> _List of tasks_
- a) Could you retype the Crowley and Yeats article, everything from "by Richard Ellman" down to "may be recorded."?
- b) How might the Crowley and Yeats article go on? Write a continuation that picks up after its final sentence.

> _Extracted text_
┏━━

THE PARTISAN REVIEW

New York City, New York, U.S.A.

September 1948

(pages 1049-1051)

 

BLACK MAGIC AGAINST WHITE;

ALEISTER CROWLEY VERSUS W. B. YEATS.

 

by Richard Ellman

 

 

The death a few months ago of Aleister Crowley, Chief Hierophant of the East and West, Master of the Flaming Door, Crowned and Conquering Child, and Beast of the Apocalypse, seems to have passed almost without notice. Yet in the old days men and women lived in terror of his evil eye, and responsible governments excluded him from one country after another lest he bring to bear upon their inhabitants his hostile psychic ray. It became the unpleasant duty of William Butler Yeats to uphold the forces of white magic during the nineties, and now that Crowley is dead the battle may be recorded.

     

Both Crowley and Yeats were members of a secret magical order, the Hermetic Students of the Golden Dawn; they evoked symbolic and visionary forms through incantations, they called up spirits from the vasty deep, they sought to penetrate the secrets of life and nature. But when Crowley showed a tendency to use his occult powers for evil rather than for good, the adepts of the order, Yeats among them, decided not to allow him to be initiated into the inner circle; they feared that he would profane the mysteries and unleash powerful magical forces against humanity.

┗━━

> _Supplied information_
┏━━

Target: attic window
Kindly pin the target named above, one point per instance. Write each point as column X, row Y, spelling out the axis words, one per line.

┗━━

> _Answers by task_
- a)
by Richard Ellman

 

 

The death a few months ago of Aleister Crowley, Chief Hierophant of the East and West, Master of the Flaming Door, Crowned and Conquering Child, and Beast of the Apocalypse, seems to have passed almost without notice. Yet in the old days men and women lived in terror of his evil eye, and responsible governments excluded him from one country after another lest he bring to bear upon their inhabitants his hostile psychic ray. It became the unpleasant duty of William Butler Yeats to uphold the forces of white magic during the nineties, and now that Crowley is dead the battle may be recorded.

- b)
     

Crowley refused to accept their decision. He went to Paris, and there persuaded the chief of the Golden Dawn, a Celtophile magician name MacGregor Mathers, to deputize him to wrest control of the London temple of the order away from Yeats and his friends. Mathers furnished Crowley with appropriate charms and exorcisms to use against recalcitrant members, and instructed him to wear Celtic dress. Equipped accordingly in Highlander’s tartan, with a black Crusader’s cross on his breast, with a dirk at his side and a skindoo at his knee, Crowley arrived at the Golden Dawn temple in London. Making the sign of the pentacle inverted and shouting menaces at the adepts, Crowley climbed the stairs. But Yeats and two other white magicians came resolutely forward to meet him, ready to protect the holy place at any cost. When Crowley came within range the forces of good struck out with their feet and kicked him downstairs.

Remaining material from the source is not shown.